Source data:
______

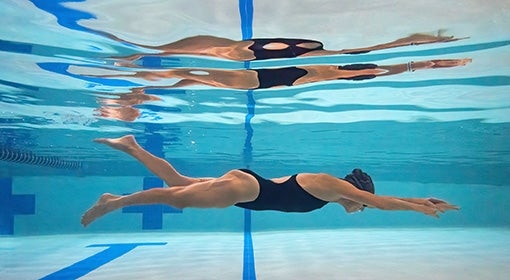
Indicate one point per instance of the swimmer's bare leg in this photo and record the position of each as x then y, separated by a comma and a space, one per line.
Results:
108, 202
160, 167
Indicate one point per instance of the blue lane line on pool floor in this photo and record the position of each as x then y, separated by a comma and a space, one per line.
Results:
95, 261
246, 13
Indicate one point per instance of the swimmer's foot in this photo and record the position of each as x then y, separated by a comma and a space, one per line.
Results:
438, 63
103, 206
125, 143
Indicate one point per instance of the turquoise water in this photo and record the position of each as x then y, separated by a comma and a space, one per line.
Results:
435, 132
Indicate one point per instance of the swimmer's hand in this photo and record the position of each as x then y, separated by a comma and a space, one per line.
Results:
442, 205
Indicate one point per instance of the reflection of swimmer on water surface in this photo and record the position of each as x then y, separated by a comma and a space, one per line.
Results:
120, 106
288, 76
268, 48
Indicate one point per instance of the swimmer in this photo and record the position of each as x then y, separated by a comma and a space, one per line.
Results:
303, 192
267, 48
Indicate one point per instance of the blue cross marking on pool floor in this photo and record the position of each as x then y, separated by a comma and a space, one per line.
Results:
11, 205
152, 215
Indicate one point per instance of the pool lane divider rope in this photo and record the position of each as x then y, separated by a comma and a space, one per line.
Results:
27, 157
246, 13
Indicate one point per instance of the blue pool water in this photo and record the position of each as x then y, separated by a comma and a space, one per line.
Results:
435, 132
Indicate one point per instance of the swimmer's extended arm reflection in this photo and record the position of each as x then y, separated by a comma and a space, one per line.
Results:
288, 76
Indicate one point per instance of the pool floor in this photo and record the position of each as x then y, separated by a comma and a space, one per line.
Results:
460, 253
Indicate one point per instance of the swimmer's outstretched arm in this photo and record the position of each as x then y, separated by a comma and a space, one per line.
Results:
427, 206
414, 39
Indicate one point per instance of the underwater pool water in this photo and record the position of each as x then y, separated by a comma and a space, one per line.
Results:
76, 70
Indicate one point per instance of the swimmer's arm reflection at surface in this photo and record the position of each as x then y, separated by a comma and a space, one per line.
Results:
288, 76
303, 192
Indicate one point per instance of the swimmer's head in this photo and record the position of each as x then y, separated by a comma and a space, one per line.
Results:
360, 180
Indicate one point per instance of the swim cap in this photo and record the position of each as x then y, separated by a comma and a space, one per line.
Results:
360, 180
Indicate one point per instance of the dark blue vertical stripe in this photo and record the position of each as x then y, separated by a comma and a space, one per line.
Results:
246, 12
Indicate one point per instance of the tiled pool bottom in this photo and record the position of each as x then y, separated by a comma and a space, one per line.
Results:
461, 253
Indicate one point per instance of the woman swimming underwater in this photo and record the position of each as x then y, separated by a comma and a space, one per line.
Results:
267, 48
302, 192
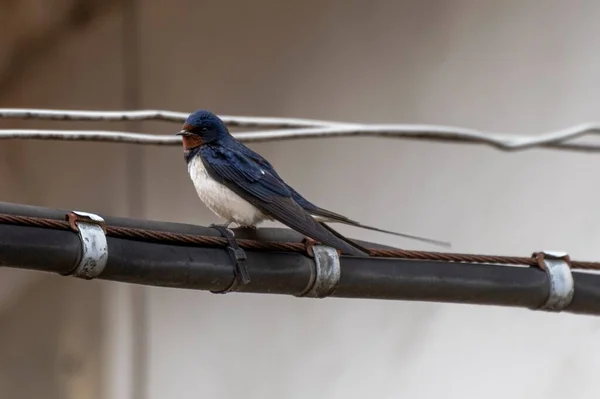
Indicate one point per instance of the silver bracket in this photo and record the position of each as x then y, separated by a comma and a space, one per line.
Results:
560, 279
91, 231
327, 272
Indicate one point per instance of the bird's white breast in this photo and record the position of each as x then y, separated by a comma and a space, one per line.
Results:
221, 200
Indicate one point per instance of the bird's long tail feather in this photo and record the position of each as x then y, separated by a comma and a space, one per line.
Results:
334, 217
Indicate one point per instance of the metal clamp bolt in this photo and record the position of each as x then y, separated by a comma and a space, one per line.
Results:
560, 279
91, 231
327, 272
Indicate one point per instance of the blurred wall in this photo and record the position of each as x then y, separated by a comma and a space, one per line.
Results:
512, 67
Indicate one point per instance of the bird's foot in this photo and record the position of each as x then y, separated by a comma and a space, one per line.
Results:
237, 254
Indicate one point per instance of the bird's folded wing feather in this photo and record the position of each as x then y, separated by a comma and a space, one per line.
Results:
268, 193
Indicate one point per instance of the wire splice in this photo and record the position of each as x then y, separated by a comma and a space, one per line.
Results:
94, 247
326, 273
560, 279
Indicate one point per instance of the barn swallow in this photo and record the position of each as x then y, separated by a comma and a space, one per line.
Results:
242, 187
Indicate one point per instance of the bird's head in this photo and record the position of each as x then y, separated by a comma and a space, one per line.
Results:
202, 127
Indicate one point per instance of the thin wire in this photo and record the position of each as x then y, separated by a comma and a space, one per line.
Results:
290, 129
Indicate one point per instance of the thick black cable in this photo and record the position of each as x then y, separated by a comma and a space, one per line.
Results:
210, 269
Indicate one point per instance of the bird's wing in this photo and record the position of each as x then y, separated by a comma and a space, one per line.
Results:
268, 193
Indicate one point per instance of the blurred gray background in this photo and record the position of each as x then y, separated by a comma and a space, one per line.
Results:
512, 66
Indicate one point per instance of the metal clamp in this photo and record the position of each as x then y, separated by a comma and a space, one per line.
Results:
560, 279
327, 272
92, 233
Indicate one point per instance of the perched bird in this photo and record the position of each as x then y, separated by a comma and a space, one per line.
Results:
242, 187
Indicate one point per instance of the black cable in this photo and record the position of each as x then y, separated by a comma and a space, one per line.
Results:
211, 269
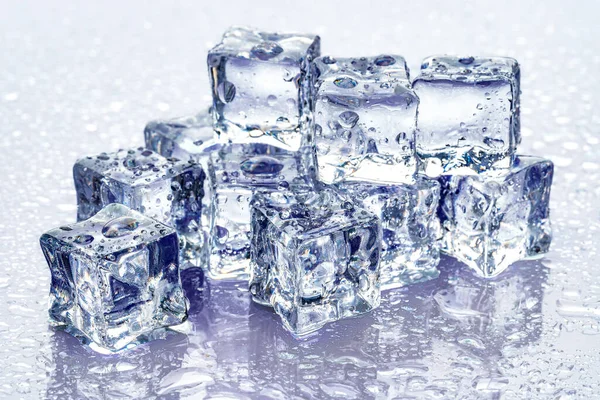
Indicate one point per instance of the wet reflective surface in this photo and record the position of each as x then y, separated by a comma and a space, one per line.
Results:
82, 79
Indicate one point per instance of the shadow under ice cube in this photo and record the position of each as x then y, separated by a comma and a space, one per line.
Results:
315, 257
490, 222
115, 277
166, 189
260, 86
411, 229
236, 172
365, 118
468, 114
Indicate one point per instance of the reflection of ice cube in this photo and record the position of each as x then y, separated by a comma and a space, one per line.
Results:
495, 312
489, 222
260, 86
468, 114
115, 277
410, 250
75, 373
168, 190
365, 116
315, 256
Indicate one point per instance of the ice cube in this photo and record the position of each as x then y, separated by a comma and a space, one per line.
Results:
410, 226
315, 256
115, 277
185, 138
260, 86
365, 118
237, 171
490, 222
166, 189
468, 115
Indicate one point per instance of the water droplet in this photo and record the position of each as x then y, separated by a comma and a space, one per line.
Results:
226, 91
266, 50
119, 227
348, 119
261, 166
466, 60
401, 137
83, 239
494, 143
345, 83
384, 61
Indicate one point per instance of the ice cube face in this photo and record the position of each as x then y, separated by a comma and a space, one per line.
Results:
185, 138
488, 223
315, 257
115, 277
260, 86
236, 172
365, 119
468, 115
166, 189
410, 228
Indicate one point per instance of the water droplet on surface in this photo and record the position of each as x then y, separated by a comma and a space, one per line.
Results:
345, 83
83, 239
384, 61
119, 227
348, 119
261, 166
266, 50
226, 91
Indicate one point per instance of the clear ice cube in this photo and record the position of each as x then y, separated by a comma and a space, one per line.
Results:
187, 138
365, 118
410, 228
115, 277
184, 138
166, 189
468, 114
236, 172
260, 86
315, 256
490, 222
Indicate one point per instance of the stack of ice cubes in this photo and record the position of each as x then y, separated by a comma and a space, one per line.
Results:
320, 181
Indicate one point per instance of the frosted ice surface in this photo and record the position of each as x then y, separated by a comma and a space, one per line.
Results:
365, 118
236, 172
315, 257
410, 228
115, 277
168, 190
191, 137
260, 86
468, 114
489, 223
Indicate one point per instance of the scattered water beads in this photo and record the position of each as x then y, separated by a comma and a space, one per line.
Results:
119, 227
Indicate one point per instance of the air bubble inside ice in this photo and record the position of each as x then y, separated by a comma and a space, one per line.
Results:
119, 227
261, 166
345, 83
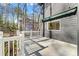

______

What is needed:
Images are to be left out when the records above are written out again exactly.

Reply to the exercise:
Indicate one point per instance of the swimmer's bare leg in this photo and record the position of each as x then y, separated by a comma and a space, one per line.
Results:
108, 202
160, 167
Indicate one point per instance of the blue lane line on pool floor in this photo and record the position of each as x then y, separated by a comma and a space, one per line.
Results:
95, 261
246, 13
Indicate one point per instance of the swimmer's foot in this photo and record the position of each as x then y, separated by a comma and a space, one per line.
Results:
438, 63
103, 206
125, 143
Indicate one point per instance of the turquoise water in this photo and record the position of each as x then y, separated by a comma and a space, one per line.
Results:
435, 132
Indicate one point per instance of the swimmer's hand in this photo and record the position of each as x then y, separated by a comma and a space, one per line.
Results:
442, 205
Indicate one point per instance of the reflection of swimmer on water surface in this photo and record the position of each as x then y, separated by a comma and a space, one per line.
Results:
120, 106
288, 76
268, 48
Indicate one point per instance of the swimmer in this photo and record the position of each as x then y, separated by a comma and a space, one per line.
Results:
303, 192
267, 48
Indicate one point per instance of the blue cross marking on pool floor in this photo and record the position of each as x then y, separated by a comma and a space, one per line.
Results:
11, 205
152, 215
Indicate one point per instance of the pool lane divider rope in this photo and record the position of each as x then y, separated by a comma and a space, one per line.
Results:
27, 157
246, 13
Indicate one point per instance of the blue pool water in this photo and record the position of each as x then y, separated by a comma and a space, one per line.
Results:
435, 132
Indicate one point per instance of the swimmer's extended arm reflection in this photo and record the position of each as x then y, separated by a comma and a space, one per line.
Results:
288, 76
Indicate one point per instance of the pool floor in this photo and record the position of each as x then y, separated by a comma and a space, one per line.
Results:
460, 253
Indicate one point per instance of the swimmer's outstretched arm in this photo and record the position of each as x then y, separated by a comma and a space, one per line.
Results:
427, 206
414, 39
Indicate one point per instance of the underwater pool water in this photo and record the position of each as x then y, separated by a comma and a space, one per line.
Results:
76, 70
Indicate one point per instance of the swimmer's arm reflection at surface in this photo and record the position of each as x then y, separated by a comma and a space, one per line.
Results:
288, 76
303, 192
Indicate one point per instance of the swimmer's head in this photo and record the position of each as x then y, separated by a comma and a space, one per line.
Results:
360, 180
Indicate one point per instance of the swim cap in this photo and record the position of each as x then y, separated by a comma and a space, one per line.
Results:
360, 180
Indicate one point per instance of the dark blue vertical stripe in this photo and record the position of each as x then y, separated by a comma and a space, one per line.
Results:
246, 12
Indicate one point per instance of the tiled pool bottom in this photo and record the position of each as x then y, separated by a comma and a space, one per line.
Results:
461, 253
Indicate one point per instance of the woman swimming underwater in this photo and record the position of each as x then y, separated by a comma and a space, one per line.
Results:
267, 48
302, 192
Indicate one point per instance of the silver bracket in this photo and record the position of each as x then y, separated by a comma and a space, one per line.
Results:
560, 279
91, 231
327, 272
Indicate one point per instance of the bird's white breast in this photo and record the position of each as x then y, separated by a comma and a space, one per line.
Results:
221, 200
Indicate one point per instance of the bird's long tail feather in this photo and record the position of each as x then y, separated by a comma and a space, one per line.
Results:
334, 217
Indicate one point per instance of the metal clamp bolt in this photo and record the position of each as x then y, separated by a comma and a space, one per line.
Results:
560, 279
91, 231
327, 272
Indicate one point per instance of the blurred wall in this photo and record the position of each as x then y, separated by a comma and a space, one per line.
Results:
512, 67
Indicate one point per instance of the bird's foot in this photo and record the position of each as x then y, separated by a comma and a space, one per line.
Results:
237, 254
Indicate one point per instance of the bird's folded wing feather in this photo and record the position of each as x then y, separated by a comma and a space, one per line.
Results:
268, 193
Indicate one point per instance of the wire splice in this photo and record the position of each as x then y, separated by a comma and a space, one per line.
Results:
94, 247
326, 273
560, 279
Indicate one point per instance of the barn swallow in this photo and record the position of each as x then y, separated by a comma and a space, one per line.
Results:
242, 187
Indicate one point per instance of the bird's head in this photo and record the position of each as x then y, separated by a comma and a space, one per line.
Results:
202, 127
Indicate one point per instance of the thin wire in this photo and record the position of each as x then y, separated by a comma and a space, one per line.
Results:
290, 129
Indicate one point per instance of the thick black cable in this photo and record the position of each as x then y, separated by a comma and a space, one per line.
Results:
210, 269
Indicate one point per instance of the bird's wing in this photo and record the position of each as x then y, separated by a comma and a space, one per line.
Results:
268, 193
Indicate one point per instance of the blurred gray background in this photo and record the position of each as x then y, separated by a comma and a space, one per line.
Results:
512, 66
Indicate one point per instance of the metal clamp in this photo and record the position of each as x then y, separated by a comma and a space, one per line.
Results:
560, 279
327, 272
92, 233
Indicate one point per instance of the perched bird in this photo and record the position of each as x then y, separated by a comma and a space, one per line.
Results:
242, 187
Indicate one point per instance of the black cable in this photo and record the position of each as x then y, separated by a comma and a space, one per line.
Results:
211, 269
Indicate one point per instance of the wet reflective surface in this photo and record the position of each as x then y, separated by a comma and a space, one per line.
Results:
82, 79
Indicate one point per instance of the shadow under ice cube in this photo and record the position of each as x then y, separated by a comma and a space, one per line.
Results:
315, 257
490, 222
115, 277
166, 189
260, 86
411, 229
236, 172
365, 118
468, 114
Indicate one point per instance of the reflection of ice cube in this photo and record the position of each as x then y, separated by a comma and a space, one per line.
Results:
495, 312
489, 222
260, 86
468, 114
115, 277
410, 250
75, 373
168, 190
365, 116
315, 256
Indicate one point per instance of the ice cube in this photo and record the position of each as x then y, separated by a comma and a space, one per line.
Results:
410, 226
315, 256
115, 277
185, 138
260, 86
365, 118
237, 171
490, 222
166, 189
468, 115
Indicate one point per instance of the water droplet in this photo and record the position of each as x then y, separated by a comma and a space, one per line.
Results:
226, 91
266, 50
119, 227
348, 119
261, 166
466, 60
401, 137
83, 239
494, 143
345, 83
384, 61
Indicate one point per instance of the ice cube face in this photo and record the position of each as x then y, separated by a comma and a space, one per line.
Results:
185, 138
488, 223
315, 257
115, 277
260, 86
236, 172
365, 119
468, 115
166, 189
410, 228
Indicate one point per instance of the water droplet on surface in this photo and record the position of each as x then y, separated by a comma and a space, one per line.
Results:
345, 83
83, 239
384, 61
119, 227
348, 119
261, 166
266, 50
226, 91
Indicate one point per instance of the clear ice cube in this photo and record the position of each as x then y, separated by a comma and a space, one per line.
Results:
187, 138
365, 118
410, 228
115, 277
184, 138
166, 189
468, 114
236, 172
260, 86
315, 256
490, 222
Indicate one point per instance of the stack of ice cubes in this photo and record the position of each as x then y, separated by a comma and a space, one per line.
Results:
320, 181
Indicate one point per instance of the frosted ice surface in this photo and record the position of each as x then y, separated by a comma and a space, one per line.
Results:
365, 118
236, 172
315, 257
410, 228
115, 277
168, 190
191, 137
260, 86
468, 114
489, 223
Indicate one point per instance of the scattered water beads in this photo and record the position of each as x then y, separated by a comma and a space, one per line.
Results:
119, 227
Indicate one point per instance of the air bubble inside ice in this photo and record the position of each as x then y, separated by a comma and a space, one per line.
Results:
119, 227
261, 166
345, 83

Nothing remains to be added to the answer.